Given request: Copy every line of the data below word for word, leaving out the pictures.

Stored items:
= = =

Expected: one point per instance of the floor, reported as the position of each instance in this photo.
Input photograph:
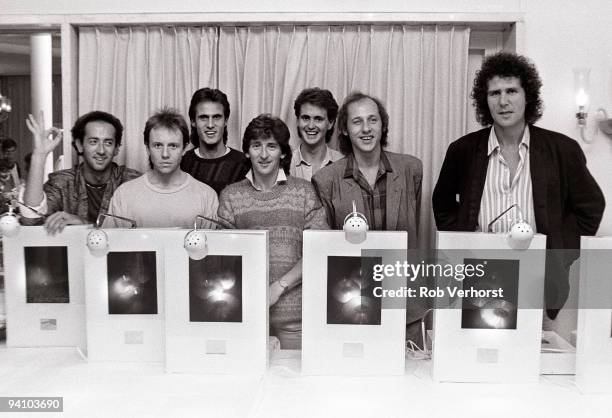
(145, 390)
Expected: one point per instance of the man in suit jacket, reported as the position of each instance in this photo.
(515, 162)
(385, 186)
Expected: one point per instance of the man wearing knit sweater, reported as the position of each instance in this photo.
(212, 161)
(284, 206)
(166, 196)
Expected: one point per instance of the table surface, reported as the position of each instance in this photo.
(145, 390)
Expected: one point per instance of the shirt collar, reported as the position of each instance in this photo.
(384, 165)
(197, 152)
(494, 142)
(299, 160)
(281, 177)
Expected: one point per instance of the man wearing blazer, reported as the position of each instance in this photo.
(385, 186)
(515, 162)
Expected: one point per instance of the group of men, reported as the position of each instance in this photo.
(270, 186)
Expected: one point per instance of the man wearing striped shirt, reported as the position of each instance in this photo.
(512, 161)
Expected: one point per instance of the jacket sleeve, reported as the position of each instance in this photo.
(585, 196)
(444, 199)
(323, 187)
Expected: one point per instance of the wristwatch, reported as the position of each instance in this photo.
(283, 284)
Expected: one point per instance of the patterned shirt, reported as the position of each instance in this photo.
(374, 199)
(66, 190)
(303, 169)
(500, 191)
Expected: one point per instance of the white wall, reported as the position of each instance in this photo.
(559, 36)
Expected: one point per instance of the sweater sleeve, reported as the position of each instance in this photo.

= = =

Response:
Expected: one point per instance of the floor, reported as the position of each instance in this photo.
Input photograph:
(145, 390)
Expected: one point per instance of the man in suit jacket, reported as the position of each instance in this photo.
(515, 162)
(385, 186)
Expected: one point per instance of the man wearing knit sweater, reported as the position of each instance in this photo.
(212, 161)
(284, 206)
(166, 196)
Expected: one point per instance of the table surface, reported as the position of each instance in this photo.
(145, 390)
Expected: one point per instance of the shirt collar, reported as the position of each instance in this photo.
(384, 165)
(197, 152)
(494, 142)
(299, 160)
(281, 177)
Expected: one point per instance of the man wearing blazer, reported as the position of each instance in this photo.
(385, 186)
(515, 162)
Expected: one point per instance of the group of men, reported as the position of each instance in this photo.
(270, 186)
Expected: one point per instance of the man wearing striped shirt, reported as the position of each instance in this photo.
(512, 161)
Expected: one point per instance of the jacket sleeve, reported as the position of each instance in this photo.
(585, 196)
(444, 199)
(323, 187)
Expected: one point per instance of the wristwatch, reported as the position of each instance in this photo.
(283, 284)
Expected: one point per instance of the patterned shirt, reported as the position of each instance in this photo.
(374, 199)
(66, 190)
(303, 169)
(500, 191)
Expected: one point per instance of the white wall, reported as the position of each instance in this photo.
(559, 36)
Expected: one point per instance of the sweater sleeve, reported as the position of each instance in this photo.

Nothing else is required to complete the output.